Rewrite the part below that opens with the line containing "of the wicker" and closes with the line containing "Target: white cabinet drawer". Put "woven" wherever "wicker" appears and leave everything else unchanged.

__Available data__.
....................

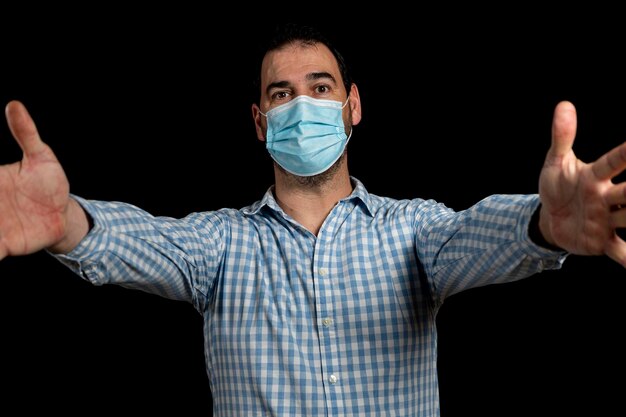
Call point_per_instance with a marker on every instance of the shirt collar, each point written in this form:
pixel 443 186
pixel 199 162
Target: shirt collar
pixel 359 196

....................

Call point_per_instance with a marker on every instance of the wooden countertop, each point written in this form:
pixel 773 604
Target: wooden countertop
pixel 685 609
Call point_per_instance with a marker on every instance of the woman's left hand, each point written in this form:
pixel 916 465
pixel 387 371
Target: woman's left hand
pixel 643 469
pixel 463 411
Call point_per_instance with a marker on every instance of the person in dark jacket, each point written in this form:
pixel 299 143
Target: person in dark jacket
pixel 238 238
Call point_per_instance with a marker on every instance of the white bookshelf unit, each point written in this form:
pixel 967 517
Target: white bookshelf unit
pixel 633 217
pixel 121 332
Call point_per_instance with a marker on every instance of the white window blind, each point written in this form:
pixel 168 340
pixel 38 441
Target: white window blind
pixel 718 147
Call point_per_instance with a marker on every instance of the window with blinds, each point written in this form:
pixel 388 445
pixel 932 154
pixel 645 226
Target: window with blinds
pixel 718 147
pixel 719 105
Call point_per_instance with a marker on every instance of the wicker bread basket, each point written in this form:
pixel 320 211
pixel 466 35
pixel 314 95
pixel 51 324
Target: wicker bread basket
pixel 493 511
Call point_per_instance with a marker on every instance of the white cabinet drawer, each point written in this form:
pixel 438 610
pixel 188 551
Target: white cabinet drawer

....................

__Reply to the task__.
Call point_per_instance with a marker on every instance of the woven bread basket, each point written in this form:
pixel 320 211
pixel 466 35
pixel 314 95
pixel 51 324
Target: woven bread basket
pixel 493 511
Call point_per_instance with a marker on every instance of the white cabinet drawer, each point written in this form:
pixel 438 610
pixel 188 551
Target: white cabinet drawer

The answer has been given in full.